=== Begin Enclosure ===

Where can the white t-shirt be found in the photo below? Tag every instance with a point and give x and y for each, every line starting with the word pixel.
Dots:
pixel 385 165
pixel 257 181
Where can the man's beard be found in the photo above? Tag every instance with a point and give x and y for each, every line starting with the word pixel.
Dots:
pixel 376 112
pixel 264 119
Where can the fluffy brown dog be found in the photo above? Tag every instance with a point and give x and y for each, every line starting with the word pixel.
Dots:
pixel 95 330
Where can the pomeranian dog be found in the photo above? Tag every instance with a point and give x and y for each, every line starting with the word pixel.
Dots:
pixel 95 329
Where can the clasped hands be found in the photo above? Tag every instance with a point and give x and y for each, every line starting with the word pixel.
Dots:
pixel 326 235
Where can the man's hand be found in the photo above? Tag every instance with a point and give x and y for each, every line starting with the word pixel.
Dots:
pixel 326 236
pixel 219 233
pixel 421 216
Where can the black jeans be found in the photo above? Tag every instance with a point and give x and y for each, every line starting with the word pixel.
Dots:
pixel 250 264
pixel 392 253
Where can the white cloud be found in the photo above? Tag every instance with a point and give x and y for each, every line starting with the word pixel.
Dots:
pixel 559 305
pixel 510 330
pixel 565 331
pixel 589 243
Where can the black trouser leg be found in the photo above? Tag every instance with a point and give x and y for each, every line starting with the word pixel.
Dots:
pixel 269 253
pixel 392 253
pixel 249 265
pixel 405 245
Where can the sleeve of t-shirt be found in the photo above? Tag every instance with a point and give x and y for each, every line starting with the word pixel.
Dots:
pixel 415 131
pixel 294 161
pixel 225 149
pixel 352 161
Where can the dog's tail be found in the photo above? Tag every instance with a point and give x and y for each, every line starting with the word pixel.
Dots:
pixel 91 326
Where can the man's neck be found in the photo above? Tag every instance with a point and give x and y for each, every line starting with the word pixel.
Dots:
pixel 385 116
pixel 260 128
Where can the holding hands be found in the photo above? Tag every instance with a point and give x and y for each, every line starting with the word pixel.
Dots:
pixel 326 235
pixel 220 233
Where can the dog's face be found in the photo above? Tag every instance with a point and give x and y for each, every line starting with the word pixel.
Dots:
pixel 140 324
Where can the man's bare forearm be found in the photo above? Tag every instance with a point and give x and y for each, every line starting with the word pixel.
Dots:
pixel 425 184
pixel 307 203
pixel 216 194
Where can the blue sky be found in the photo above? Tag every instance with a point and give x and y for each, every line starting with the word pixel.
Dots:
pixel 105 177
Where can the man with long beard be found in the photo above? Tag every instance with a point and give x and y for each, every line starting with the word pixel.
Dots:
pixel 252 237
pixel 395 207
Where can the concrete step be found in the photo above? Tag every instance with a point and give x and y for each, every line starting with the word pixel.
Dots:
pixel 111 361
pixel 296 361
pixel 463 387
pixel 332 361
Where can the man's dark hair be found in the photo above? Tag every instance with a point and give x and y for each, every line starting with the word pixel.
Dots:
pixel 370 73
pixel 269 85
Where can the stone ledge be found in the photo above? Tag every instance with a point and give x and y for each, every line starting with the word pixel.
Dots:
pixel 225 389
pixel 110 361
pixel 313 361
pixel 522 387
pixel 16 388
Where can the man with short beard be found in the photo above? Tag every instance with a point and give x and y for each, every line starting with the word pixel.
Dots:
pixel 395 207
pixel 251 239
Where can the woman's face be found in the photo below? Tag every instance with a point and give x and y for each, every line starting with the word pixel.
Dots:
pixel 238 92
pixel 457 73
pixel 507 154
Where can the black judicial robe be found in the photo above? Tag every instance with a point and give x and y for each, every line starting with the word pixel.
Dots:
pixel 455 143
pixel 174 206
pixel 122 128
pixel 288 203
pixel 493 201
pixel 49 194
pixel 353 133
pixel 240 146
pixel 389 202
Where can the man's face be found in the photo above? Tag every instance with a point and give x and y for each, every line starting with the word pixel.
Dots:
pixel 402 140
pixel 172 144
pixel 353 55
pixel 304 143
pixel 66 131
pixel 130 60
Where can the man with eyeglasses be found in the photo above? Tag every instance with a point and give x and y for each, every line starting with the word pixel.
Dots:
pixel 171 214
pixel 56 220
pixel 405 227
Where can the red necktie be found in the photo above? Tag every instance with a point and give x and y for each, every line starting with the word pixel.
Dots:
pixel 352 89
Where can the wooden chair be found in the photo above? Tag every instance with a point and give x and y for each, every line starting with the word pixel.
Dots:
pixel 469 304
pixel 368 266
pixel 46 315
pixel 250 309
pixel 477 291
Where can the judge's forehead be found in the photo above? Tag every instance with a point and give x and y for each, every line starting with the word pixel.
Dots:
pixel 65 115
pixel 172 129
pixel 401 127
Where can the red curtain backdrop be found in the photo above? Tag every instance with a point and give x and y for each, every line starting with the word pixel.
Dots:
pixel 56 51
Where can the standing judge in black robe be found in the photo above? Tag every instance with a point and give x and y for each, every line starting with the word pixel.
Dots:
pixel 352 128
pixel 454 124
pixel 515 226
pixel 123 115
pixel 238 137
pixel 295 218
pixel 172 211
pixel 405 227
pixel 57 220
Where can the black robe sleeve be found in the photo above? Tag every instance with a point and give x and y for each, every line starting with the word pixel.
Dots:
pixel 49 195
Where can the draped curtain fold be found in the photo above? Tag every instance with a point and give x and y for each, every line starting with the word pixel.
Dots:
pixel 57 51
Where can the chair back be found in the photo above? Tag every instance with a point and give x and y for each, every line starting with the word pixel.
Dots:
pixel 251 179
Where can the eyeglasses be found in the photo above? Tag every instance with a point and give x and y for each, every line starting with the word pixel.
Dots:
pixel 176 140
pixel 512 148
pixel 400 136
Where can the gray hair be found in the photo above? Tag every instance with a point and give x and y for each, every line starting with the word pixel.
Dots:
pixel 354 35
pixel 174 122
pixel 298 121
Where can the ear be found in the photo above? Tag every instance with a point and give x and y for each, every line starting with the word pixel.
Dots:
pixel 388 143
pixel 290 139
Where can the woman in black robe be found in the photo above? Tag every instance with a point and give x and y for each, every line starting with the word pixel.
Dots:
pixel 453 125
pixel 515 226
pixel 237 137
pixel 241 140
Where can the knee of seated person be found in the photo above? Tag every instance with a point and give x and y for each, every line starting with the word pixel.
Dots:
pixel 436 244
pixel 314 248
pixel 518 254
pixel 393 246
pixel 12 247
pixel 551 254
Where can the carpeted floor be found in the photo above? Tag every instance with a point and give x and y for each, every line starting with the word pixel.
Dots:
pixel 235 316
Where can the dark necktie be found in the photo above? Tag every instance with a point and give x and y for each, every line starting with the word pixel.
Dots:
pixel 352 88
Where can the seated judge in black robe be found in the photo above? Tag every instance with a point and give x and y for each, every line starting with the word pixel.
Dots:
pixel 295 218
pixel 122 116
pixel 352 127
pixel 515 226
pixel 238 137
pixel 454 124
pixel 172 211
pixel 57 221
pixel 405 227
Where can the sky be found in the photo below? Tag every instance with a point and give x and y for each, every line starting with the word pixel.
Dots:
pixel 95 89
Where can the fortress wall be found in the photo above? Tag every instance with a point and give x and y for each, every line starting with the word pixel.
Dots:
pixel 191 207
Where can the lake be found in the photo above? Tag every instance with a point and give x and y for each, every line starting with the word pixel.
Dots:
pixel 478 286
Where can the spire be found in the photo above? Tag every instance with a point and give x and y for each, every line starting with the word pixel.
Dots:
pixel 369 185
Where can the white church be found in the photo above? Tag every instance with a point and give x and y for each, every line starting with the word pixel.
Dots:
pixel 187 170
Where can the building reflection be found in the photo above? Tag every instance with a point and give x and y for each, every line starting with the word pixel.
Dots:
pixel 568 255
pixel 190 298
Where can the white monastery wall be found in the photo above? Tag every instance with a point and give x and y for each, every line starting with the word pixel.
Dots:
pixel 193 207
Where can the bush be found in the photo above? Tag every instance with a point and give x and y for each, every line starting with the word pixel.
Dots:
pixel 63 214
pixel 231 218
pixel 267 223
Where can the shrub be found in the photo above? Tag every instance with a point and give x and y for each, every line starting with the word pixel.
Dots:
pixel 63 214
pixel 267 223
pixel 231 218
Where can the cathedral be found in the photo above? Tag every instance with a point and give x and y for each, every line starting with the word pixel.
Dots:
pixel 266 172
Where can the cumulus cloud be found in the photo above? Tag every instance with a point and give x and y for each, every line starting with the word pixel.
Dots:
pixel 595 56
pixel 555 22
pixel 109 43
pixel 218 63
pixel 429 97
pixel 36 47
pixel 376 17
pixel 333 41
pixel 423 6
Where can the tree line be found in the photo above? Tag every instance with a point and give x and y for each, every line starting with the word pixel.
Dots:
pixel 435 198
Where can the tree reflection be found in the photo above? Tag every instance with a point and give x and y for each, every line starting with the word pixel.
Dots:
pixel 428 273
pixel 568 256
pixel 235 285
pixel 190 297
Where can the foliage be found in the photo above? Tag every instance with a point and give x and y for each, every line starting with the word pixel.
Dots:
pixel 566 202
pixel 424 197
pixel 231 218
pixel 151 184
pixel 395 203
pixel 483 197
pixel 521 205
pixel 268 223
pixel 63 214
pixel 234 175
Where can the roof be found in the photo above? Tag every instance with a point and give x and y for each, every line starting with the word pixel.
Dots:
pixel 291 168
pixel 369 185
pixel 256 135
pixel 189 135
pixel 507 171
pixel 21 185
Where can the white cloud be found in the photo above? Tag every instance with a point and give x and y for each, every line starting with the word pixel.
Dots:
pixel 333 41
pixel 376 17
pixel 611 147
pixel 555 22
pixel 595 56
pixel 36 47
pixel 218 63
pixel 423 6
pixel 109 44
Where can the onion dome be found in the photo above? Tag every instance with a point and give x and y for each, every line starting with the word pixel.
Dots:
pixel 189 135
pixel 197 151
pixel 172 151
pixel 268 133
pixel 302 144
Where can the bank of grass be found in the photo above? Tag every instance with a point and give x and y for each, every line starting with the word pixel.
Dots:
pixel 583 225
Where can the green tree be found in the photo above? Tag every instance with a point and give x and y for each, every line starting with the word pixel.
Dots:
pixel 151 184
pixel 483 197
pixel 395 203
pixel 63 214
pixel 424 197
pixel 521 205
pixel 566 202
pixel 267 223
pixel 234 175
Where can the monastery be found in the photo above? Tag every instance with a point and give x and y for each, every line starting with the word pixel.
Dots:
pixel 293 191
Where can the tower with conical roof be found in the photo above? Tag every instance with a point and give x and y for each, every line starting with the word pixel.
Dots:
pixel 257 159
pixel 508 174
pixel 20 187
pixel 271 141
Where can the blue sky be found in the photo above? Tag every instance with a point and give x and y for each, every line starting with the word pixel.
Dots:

=== End Enclosure ===

◆ Task description
Print exactly the lines above from the one with "Where can the man's hand" to the one with "Where can the sleeve", including both.

◆ Reply
Where can the man's hand be found in the photo above? Tag every instance with a point and give x and y for each, every line starting with the word pixel.
Dots:
pixel 326 236
pixel 219 233
pixel 421 216
Where can the black jeans be found in the photo above? Tag every instance with a point and give x and y for each, every line starting with the word pixel.
Dots:
pixel 250 264
pixel 392 253
Where can the white cloud be found in the photo above? Tag every instance with a point and give x and y for each, every line starting with the word pixel.
Dots:
pixel 559 305
pixel 510 330
pixel 565 331
pixel 589 243
Where can the black trouser leg be found in the photo above? Tag every instance with a point and give x and y for each, every line starting with the word pixel.
Dots:
pixel 269 253
pixel 392 253
pixel 249 265
pixel 405 245
Where can the sleeve of t-shirt be found in the photo above? Tag every instance with a point and give x and y for each, every line starting with the word pixel.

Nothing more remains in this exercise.